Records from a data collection

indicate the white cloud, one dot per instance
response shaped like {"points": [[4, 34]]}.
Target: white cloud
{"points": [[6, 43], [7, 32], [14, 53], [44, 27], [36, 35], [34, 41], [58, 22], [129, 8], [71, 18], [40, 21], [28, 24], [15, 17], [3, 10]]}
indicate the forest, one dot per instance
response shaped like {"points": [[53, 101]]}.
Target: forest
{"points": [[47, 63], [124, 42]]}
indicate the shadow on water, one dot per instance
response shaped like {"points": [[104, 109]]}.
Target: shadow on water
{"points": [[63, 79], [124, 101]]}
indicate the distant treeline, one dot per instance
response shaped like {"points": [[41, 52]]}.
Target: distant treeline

● **Problem requirements**
Rewrite every line of the records above, requests included. Scale each point coordinate in the answers by 2.5 and round to whole numbers, rounding halves up. Keep the sample coordinates in the requests as they are.

● **Answer below**
indicate the white cloud, one dot per instance
response shaped like {"points": [[4, 34]]}.
Target: white cloud
{"points": [[15, 108], [18, 80], [35, 133], [110, 68], [90, 88], [85, 103], [145, 55], [323, 20], [178, 45], [100, 53], [70, 60], [38, 43], [8, 25]]}
indicate the forest, one dot per instance
response shaped like {"points": [[53, 101]]}.
Target: forest
{"points": [[118, 158], [310, 105]]}
indicate the shadow on water, one dot per instance
response shaped like {"points": [[104, 109]]}.
Target: shadow on water
{"points": [[158, 198], [310, 253]]}
indicate the distant treeline, one dot per instance
response shaped like {"points": [[41, 52]]}.
Target: distant treeline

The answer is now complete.